> [Work instruction] Each entry must be duplicated precisely, with nothing left out.

> [Dataset extract]
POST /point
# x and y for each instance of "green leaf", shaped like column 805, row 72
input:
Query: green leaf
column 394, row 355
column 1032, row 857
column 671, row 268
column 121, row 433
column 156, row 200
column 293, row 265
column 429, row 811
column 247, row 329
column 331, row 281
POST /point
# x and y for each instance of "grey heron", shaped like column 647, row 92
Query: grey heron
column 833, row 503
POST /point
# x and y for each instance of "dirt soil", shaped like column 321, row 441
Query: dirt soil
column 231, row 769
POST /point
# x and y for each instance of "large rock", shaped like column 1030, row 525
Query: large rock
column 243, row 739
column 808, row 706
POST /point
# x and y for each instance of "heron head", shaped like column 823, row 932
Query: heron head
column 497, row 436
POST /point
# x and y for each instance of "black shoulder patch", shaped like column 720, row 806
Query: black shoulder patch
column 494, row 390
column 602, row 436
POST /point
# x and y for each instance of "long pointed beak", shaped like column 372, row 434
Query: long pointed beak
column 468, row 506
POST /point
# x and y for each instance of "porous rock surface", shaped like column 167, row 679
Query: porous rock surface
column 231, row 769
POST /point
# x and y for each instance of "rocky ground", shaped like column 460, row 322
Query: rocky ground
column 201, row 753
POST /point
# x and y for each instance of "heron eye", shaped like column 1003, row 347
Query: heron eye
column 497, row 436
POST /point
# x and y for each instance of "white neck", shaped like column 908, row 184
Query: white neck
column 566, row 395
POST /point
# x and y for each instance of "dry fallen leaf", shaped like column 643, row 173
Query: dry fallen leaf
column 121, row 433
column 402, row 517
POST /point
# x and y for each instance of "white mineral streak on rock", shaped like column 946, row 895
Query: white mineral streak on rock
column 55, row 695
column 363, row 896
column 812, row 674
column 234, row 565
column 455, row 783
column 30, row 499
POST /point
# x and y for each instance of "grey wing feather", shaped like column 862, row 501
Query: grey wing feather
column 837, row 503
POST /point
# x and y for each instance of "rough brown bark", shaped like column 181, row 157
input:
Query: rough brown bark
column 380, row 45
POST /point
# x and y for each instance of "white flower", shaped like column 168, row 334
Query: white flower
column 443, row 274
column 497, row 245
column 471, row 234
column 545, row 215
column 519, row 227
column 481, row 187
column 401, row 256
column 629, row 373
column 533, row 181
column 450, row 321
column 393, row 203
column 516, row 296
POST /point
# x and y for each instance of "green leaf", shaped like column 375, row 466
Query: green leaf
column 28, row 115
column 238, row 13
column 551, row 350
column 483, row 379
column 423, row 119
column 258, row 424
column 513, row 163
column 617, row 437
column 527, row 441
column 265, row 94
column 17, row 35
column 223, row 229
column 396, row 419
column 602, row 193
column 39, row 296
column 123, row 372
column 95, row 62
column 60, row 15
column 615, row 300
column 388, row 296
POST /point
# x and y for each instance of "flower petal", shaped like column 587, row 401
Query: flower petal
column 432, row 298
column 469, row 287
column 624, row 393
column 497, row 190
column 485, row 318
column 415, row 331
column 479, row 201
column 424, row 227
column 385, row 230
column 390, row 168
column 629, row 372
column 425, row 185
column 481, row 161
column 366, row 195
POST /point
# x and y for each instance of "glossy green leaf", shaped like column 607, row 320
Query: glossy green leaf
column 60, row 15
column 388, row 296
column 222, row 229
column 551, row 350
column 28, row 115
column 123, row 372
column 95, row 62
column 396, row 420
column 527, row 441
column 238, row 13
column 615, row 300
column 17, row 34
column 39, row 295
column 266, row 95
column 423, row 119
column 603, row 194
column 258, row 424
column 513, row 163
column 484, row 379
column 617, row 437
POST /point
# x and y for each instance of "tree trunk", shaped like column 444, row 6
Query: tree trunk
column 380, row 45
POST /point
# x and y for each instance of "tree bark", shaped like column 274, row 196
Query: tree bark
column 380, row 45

> [Solution for this task]
POST /point
# x and y for each instance of "green leaf", shaped like column 805, row 72
input:
Query: green leaf
column 394, row 355
column 1032, row 857
column 671, row 268
column 121, row 433
column 156, row 200
column 293, row 265
column 429, row 811
column 247, row 329
column 331, row 281
POST /point
# x and y for each instance of "grey heron", shaped like column 647, row 92
Query: grey heron
column 833, row 503
POST /point
# x and y for each instance of "dirt soil", shaped like column 321, row 441
Query: dirt soil
column 231, row 769
POST /point
# x and y for each instance of "large rock", shaped like column 1030, row 525
Query: large rock
column 243, row 739
column 808, row 706
POST /point
# x and y for each instance of "heron head", shaped like column 823, row 932
Query: heron head
column 497, row 436
POST /point
# x and y for each instance of "black shoulder patch", shaped like column 720, row 806
Query: black shoulder patch
column 494, row 390
column 602, row 436
POST /point
# x and y for each instance of "long pointed beak", shaped like column 372, row 434
Query: long pointed beak
column 468, row 506
POST /point
# x and y for each instance of "porous rock surface", shaped like column 167, row 679
Query: porous rock surface
column 231, row 769
POST /point
# x and y for each instance of "rocky ground", shaped like column 460, row 322
Query: rocky ground
column 201, row 753
POST /point
# x and y for each instance of "heron eye", shaped like column 1003, row 347
Query: heron eye
column 497, row 436
POST /point
# x and y for each instance of "white neck", shaped like column 908, row 184
Query: white neck
column 566, row 395
POST /point
# x and y for each instance of "dry fallen leaf", shaped like column 643, row 173
Query: dry fallen leaf
column 121, row 433
column 402, row 517
POST /point
# x and y for each instance of "white mineral streak on rock", shaped like column 946, row 895
Query: white mineral streak on rock
column 55, row 695
column 363, row 896
column 812, row 674
column 234, row 565
column 455, row 783
column 30, row 499
POST /point
# x and y for each instance of "grey wing feather", shaped like column 862, row 501
Query: grey wing feather
column 837, row 503
POST /point
# x and y for each instance of "rough brown bark", shaped like column 181, row 157
input:
Query: rough brown bark
column 380, row 45
POST /point
# x and y for each instance of "white flower", shaped like column 168, row 334
Query: white flower
column 443, row 274
column 497, row 245
column 471, row 234
column 545, row 215
column 519, row 227
column 481, row 187
column 401, row 256
column 629, row 373
column 533, row 181
column 450, row 321
column 393, row 203
column 516, row 296
POST /point
# x and y for each instance of "green leaf", shaped like column 375, row 466
Query: green leaf
column 28, row 115
column 238, row 13
column 551, row 350
column 483, row 379
column 423, row 119
column 258, row 424
column 513, row 163
column 617, row 437
column 527, row 441
column 265, row 94
column 17, row 35
column 223, row 229
column 396, row 419
column 602, row 193
column 39, row 296
column 123, row 372
column 95, row 62
column 60, row 15
column 615, row 300
column 388, row 296
POST /point
# x and y for each instance of "flower petal", shaped like column 587, row 401
Query: flower petal
column 432, row 298
column 469, row 287
column 624, row 393
column 497, row 190
column 485, row 318
column 415, row 331
column 479, row 201
column 424, row 227
column 385, row 230
column 390, row 168
column 629, row 372
column 425, row 185
column 481, row 161
column 366, row 195
POST /point
# x and y for each instance of "glossy green leaf", shaped like column 607, row 320
Query: glossy green leaf
column 60, row 15
column 388, row 296
column 222, row 229
column 551, row 350
column 28, row 115
column 123, row 372
column 95, row 62
column 396, row 420
column 527, row 441
column 238, row 13
column 615, row 300
column 17, row 34
column 39, row 295
column 266, row 95
column 423, row 119
column 603, row 194
column 258, row 424
column 513, row 163
column 484, row 379
column 617, row 437
POST /point
# x and y for each instance of "tree trunk", shaped like column 444, row 6
Query: tree trunk
column 380, row 45
POST /point
# x and y for each instance of "tree bark", shaped like column 274, row 196
Query: tree bark
column 380, row 45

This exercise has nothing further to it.